### TASK DETAILS
Set the following entries down again exactly, line by line.

### MATERIAL TO PROCESS
☆ ☆ ☆ ☆ ☆ ☆ ☆

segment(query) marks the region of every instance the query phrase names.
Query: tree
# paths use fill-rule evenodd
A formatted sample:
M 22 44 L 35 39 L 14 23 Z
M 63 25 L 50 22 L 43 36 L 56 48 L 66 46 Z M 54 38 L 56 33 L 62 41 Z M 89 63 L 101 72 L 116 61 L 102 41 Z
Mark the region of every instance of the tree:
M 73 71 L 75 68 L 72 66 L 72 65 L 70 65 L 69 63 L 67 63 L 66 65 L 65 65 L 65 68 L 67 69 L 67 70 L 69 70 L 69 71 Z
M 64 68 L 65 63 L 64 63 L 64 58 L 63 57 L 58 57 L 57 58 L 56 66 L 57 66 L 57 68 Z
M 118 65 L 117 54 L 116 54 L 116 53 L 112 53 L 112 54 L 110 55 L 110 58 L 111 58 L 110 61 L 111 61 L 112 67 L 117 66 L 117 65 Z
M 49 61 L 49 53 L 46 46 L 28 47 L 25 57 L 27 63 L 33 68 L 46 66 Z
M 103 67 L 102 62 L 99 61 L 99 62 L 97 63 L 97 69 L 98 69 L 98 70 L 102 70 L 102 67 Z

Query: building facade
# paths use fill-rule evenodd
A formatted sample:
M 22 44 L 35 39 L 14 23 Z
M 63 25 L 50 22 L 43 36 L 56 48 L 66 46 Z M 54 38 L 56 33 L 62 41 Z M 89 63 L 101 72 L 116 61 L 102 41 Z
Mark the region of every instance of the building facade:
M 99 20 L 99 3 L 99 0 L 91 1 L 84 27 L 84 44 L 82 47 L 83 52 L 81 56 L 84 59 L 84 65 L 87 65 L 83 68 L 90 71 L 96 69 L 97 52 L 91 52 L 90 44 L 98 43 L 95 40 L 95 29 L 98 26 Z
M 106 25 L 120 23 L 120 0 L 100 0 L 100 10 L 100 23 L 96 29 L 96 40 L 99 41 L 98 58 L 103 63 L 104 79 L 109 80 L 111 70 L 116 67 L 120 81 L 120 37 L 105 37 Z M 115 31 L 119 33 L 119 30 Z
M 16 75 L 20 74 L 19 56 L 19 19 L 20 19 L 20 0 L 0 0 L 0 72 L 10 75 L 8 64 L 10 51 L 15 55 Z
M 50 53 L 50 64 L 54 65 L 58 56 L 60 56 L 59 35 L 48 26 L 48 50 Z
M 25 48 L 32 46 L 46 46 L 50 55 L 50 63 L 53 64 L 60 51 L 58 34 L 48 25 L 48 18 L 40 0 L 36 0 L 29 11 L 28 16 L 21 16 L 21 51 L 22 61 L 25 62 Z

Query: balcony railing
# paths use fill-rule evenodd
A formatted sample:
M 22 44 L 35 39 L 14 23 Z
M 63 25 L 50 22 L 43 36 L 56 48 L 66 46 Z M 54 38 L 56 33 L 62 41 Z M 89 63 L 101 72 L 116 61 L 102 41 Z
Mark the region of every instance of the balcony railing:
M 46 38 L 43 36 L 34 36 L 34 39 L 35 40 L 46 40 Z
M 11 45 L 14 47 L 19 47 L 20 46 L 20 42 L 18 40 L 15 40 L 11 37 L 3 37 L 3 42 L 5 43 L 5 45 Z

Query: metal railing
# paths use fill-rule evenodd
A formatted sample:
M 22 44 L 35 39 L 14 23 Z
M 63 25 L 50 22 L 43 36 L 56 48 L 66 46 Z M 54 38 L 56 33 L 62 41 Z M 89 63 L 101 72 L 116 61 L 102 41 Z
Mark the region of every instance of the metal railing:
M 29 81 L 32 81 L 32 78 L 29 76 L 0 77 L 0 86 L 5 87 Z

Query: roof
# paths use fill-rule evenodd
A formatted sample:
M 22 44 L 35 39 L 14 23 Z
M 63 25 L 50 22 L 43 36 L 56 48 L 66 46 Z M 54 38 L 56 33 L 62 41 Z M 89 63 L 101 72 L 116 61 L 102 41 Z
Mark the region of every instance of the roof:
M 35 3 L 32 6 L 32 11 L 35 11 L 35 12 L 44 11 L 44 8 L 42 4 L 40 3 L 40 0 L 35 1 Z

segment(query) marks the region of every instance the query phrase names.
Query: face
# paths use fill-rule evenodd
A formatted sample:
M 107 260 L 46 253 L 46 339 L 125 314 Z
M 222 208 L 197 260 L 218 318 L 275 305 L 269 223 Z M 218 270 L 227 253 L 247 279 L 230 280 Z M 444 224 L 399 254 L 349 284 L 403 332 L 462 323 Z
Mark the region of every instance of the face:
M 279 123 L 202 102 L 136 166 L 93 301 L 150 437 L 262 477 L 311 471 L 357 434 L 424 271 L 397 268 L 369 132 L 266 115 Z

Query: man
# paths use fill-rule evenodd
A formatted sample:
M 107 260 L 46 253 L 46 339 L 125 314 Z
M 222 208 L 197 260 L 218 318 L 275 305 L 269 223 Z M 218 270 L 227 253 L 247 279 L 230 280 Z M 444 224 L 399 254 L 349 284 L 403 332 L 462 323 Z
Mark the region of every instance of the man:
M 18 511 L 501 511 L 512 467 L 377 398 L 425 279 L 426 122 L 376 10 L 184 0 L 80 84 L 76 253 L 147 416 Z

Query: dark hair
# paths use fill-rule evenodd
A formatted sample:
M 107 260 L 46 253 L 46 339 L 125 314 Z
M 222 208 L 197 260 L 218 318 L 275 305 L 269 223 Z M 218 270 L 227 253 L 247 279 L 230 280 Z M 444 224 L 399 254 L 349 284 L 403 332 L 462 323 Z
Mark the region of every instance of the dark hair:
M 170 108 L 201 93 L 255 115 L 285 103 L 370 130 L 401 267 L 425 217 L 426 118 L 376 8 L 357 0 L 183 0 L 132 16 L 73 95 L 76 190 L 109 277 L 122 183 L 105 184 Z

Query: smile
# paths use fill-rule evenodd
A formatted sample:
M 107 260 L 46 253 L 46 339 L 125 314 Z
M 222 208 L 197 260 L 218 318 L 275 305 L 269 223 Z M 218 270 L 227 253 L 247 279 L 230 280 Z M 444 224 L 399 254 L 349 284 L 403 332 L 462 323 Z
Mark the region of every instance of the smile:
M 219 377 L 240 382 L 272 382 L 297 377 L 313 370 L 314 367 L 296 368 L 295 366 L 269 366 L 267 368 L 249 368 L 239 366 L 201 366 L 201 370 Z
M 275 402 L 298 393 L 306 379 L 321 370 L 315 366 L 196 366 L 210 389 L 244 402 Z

☆ ☆ ☆ ☆ ☆ ☆ ☆

### SOLUTION TO THIS PROBLEM
segment(query) marks the region of every instance the query phrase names.
Query: tree
# paths use fill-rule evenodd
A formatted sample:
M 22 44 L 35 39 L 14 23 Z
M 63 25 L 50 22 L 43 36 L 56 48 L 66 46 Z M 54 38 L 56 33 L 62 41 Z M 89 63 L 101 72 L 116 61 L 102 41 Z
Mark the region of every instance of the tree:
M 73 71 L 75 68 L 72 66 L 72 65 L 70 65 L 69 63 L 67 63 L 66 65 L 65 65 L 65 68 L 67 69 L 67 70 L 69 70 L 69 71 Z
M 64 68 L 65 63 L 64 63 L 64 58 L 63 57 L 58 57 L 57 58 L 56 66 L 57 66 L 57 68 Z
M 118 65 L 117 54 L 116 54 L 116 53 L 112 53 L 112 54 L 110 55 L 110 58 L 111 58 L 110 61 L 111 61 L 112 67 L 117 66 L 117 65 Z
M 49 61 L 49 53 L 46 46 L 28 47 L 25 57 L 27 63 L 33 68 L 46 66 Z
M 103 67 L 102 62 L 99 61 L 99 62 L 97 63 L 97 69 L 98 69 L 98 70 L 102 70 L 102 67 Z

Query: building facade
# paths use fill-rule evenodd
A formatted sample:
M 22 44 L 35 39 L 14 23 Z
M 63 25 L 50 22 L 43 36 L 56 48 L 66 46 Z M 54 38 L 56 33 L 62 41 Z M 89 63 L 101 72 L 116 61 L 102 41 Z
Mark the region of every instance of the building facade:
M 99 20 L 99 3 L 99 0 L 91 1 L 84 27 L 84 44 L 82 47 L 83 52 L 81 56 L 84 59 L 84 65 L 87 65 L 83 68 L 90 71 L 96 69 L 97 52 L 91 52 L 90 44 L 98 43 L 95 40 L 95 29 L 98 26 Z
M 106 25 L 120 23 L 120 0 L 100 0 L 100 10 L 100 23 L 96 29 L 96 40 L 99 41 L 98 58 L 103 63 L 104 79 L 109 80 L 111 70 L 116 67 L 120 81 L 120 37 L 105 37 Z M 115 31 L 119 33 L 119 30 Z
M 16 75 L 20 74 L 19 56 L 19 19 L 20 19 L 20 0 L 0 0 L 0 72 L 10 75 L 8 64 L 10 51 L 15 55 Z
M 50 53 L 50 64 L 54 65 L 58 56 L 60 56 L 59 35 L 48 26 L 48 50 Z
M 25 48 L 32 46 L 46 46 L 50 55 L 50 63 L 53 64 L 60 51 L 58 34 L 48 25 L 48 18 L 40 0 L 36 0 L 29 11 L 28 16 L 21 16 L 21 51 L 22 61 L 25 62 Z

Query: balcony railing
# paths use fill-rule evenodd
A formatted sample:
M 22 44 L 35 39 L 14 23 Z
M 63 25 L 50 22 L 43 36 L 56 48 L 66 46 Z M 54 38 L 56 33 L 62 41 Z M 89 63 L 101 72 L 116 61 L 102 41 Z
Mark the region of every instance of the balcony railing:
M 46 38 L 43 36 L 34 36 L 34 39 L 35 40 L 46 40 Z
M 11 45 L 14 47 L 19 47 L 20 46 L 20 42 L 18 40 L 15 40 L 11 37 L 3 37 L 3 42 L 5 43 L 5 45 Z

Query: metal railing
# paths use fill-rule evenodd
A formatted sample:
M 22 44 L 35 39 L 14 23 Z
M 63 25 L 50 22 L 43 36 L 56 48 L 66 46 Z M 54 38 L 56 33 L 62 41 Z M 89 63 L 101 72 L 116 61 L 102 41 Z
Mark the region of every instance of the metal railing:
M 29 81 L 32 81 L 32 78 L 29 76 L 0 77 L 0 86 L 5 87 Z

Query: roof
# paths use fill-rule evenodd
A formatted sample:
M 22 44 L 35 39 L 14 23 Z
M 63 25 L 50 22 L 43 36 L 56 48 L 66 46 Z M 54 38 L 56 33 L 62 41 Z M 89 63 L 101 72 L 116 61 L 102 41 Z
Mark the region of every instance of the roof:
M 35 3 L 32 6 L 32 11 L 35 11 L 35 12 L 44 11 L 44 8 L 42 4 L 40 3 L 40 0 L 35 1 Z

segment(query) marks the region of every instance the query phrase names.
Query: face
# paths use fill-rule evenodd
A formatted sample:
M 107 260 L 46 253 L 46 339 L 125 314 Z
M 222 208 L 197 260 L 218 318 L 275 305 L 269 223 Z M 218 270 L 227 253 L 247 279 L 230 280 Z M 444 224 L 399 254 L 349 284 L 403 332 L 462 323 Z
Mark the region of every instance of the face:
M 279 123 L 202 102 L 136 166 L 93 301 L 150 437 L 262 477 L 311 471 L 357 434 L 424 271 L 397 268 L 369 132 L 266 115 Z

Query: man
# paths use fill-rule evenodd
A formatted sample:
M 107 260 L 46 253 L 46 339 L 125 314 Z
M 222 208 L 197 260 L 218 318 L 275 305 L 269 223 Z M 218 270 L 227 253 L 247 279 L 230 280 Z M 444 224 L 399 254 L 349 284 L 403 332 L 462 323 Z
Mark the region of every instance of the man:
M 18 511 L 501 511 L 512 467 L 377 398 L 425 279 L 426 122 L 376 10 L 184 0 L 80 84 L 76 253 L 147 416 Z

Query: dark hair
# paths use fill-rule evenodd
A formatted sample:
M 107 260 L 46 253 L 46 339 L 125 314 Z
M 222 208 L 197 260 L 218 318 L 275 305 L 269 223 Z M 218 270 L 227 253 L 247 279 L 230 280 Z M 444 224 L 399 254 L 349 284 L 403 332 L 462 323 Z
Mark the region of every instance of the dark hair:
M 170 108 L 201 93 L 255 115 L 285 103 L 370 130 L 401 267 L 425 217 L 426 118 L 376 8 L 357 0 L 183 0 L 132 16 L 73 95 L 76 190 L 109 277 L 122 183 L 105 184 Z

Query: smile
# paths use fill-rule evenodd
A formatted sample:
M 107 260 L 46 253 L 46 339 L 125 314 Z
M 222 208 L 197 260 L 218 318 L 275 305 L 269 223 Z M 218 270 L 227 253 L 247 279 L 230 280 Z M 444 224 L 399 254 L 349 284 L 403 332 L 462 323 Z
Mark the region of every instance of the smile:
M 219 377 L 240 382 L 272 382 L 297 377 L 313 370 L 314 367 L 296 368 L 295 366 L 269 366 L 267 368 L 249 368 L 239 366 L 201 366 L 201 370 Z
M 275 402 L 298 393 L 306 379 L 321 370 L 315 366 L 196 366 L 210 389 L 244 402 Z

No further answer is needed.